(Object point labels)
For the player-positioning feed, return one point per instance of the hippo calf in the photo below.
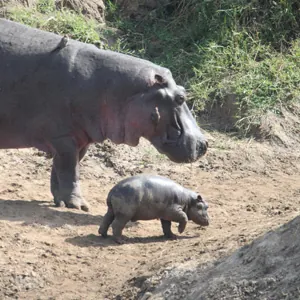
(148, 197)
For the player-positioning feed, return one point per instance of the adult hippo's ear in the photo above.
(201, 201)
(159, 79)
(155, 116)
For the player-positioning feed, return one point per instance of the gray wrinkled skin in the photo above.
(60, 95)
(147, 197)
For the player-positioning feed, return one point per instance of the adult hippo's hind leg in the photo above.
(166, 226)
(65, 174)
(54, 180)
(107, 220)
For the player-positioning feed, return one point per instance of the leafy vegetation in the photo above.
(214, 47)
(45, 16)
(246, 48)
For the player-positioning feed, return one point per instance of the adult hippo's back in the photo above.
(60, 96)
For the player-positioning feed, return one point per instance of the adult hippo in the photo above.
(60, 95)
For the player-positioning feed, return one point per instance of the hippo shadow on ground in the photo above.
(44, 213)
(92, 240)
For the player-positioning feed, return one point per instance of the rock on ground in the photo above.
(268, 268)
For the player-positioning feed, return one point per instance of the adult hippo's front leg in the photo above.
(65, 186)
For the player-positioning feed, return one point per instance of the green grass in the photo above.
(45, 16)
(215, 48)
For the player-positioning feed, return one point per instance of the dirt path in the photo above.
(50, 253)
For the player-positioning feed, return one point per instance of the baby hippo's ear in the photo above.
(199, 198)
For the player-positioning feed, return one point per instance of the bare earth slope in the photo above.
(51, 253)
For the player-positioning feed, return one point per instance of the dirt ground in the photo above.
(56, 253)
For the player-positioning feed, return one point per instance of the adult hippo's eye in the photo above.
(180, 99)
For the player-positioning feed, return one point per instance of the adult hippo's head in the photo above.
(162, 116)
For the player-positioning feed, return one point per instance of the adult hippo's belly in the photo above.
(60, 96)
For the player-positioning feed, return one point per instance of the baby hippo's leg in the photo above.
(179, 216)
(166, 226)
(117, 226)
(107, 220)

• [Exercise directions] Transcribe all of the material exactly, leaving out whatever pictures it contains.

• [Exercise solution]
For the player-positioning feed, return one point per instance of the hippo calf in the photo below.
(148, 197)
For the player-positioning feed, return one point per instance of the adult hippo's ear in the photo above.
(201, 201)
(159, 79)
(155, 116)
For the player-positioning feed, return one point per instance of the gray wrinkled skin in the photo above.
(60, 95)
(147, 197)
For the player-positioning feed, return one point per instance of the adult hippo's hind leg in the photo above.
(166, 226)
(65, 174)
(54, 180)
(107, 220)
For the player-positioning feed, return one point per instance of the leafy vegetation in the photo above.
(214, 47)
(45, 16)
(246, 48)
For the player-positioning feed, return one point per instance of the adult hippo's back in the photo above.
(60, 96)
For the player-positioning feed, return one point per instance of the adult hippo in the photo above.
(60, 95)
For the player-positioning feed, return one point per instance of the hippo shadow on ground in the photo above.
(44, 213)
(92, 240)
For the player-positioning feed, return one point per instance of the rock on ground in the photo above.
(268, 268)
For the player-positioning feed, return one point per instance of the adult hippo's front leg in the photo above.
(65, 186)
For the player-positioning feed, return one point per instance of the green grass in the photo above.
(45, 16)
(215, 48)
For the player-positioning feed, return one point per instance of the dirt path in the photo above.
(50, 253)
For the player-positioning feed, return one point per instance of the baby hippo's ear in the photo above.
(199, 198)
For the player-positioning feed, return one point per instance of the bare earth slope in the photo above.
(51, 253)
For the player-positioning feed, return one point per instance of the dirt ground in the photo above.
(56, 253)
For the player-positioning feed, return one point per instance of the adult hippo's eye in the photo above.
(180, 99)
For the player-positioning feed, return one point per instance of the adult hippo's head in the photo above.
(162, 116)
For the player-positioning feed, return one point per instance of the adult hippo's belly in the photo above.
(60, 96)
For the player-positioning feed, return one point per instance of the baby hippo's leg in the photo above.
(179, 216)
(166, 226)
(117, 226)
(107, 220)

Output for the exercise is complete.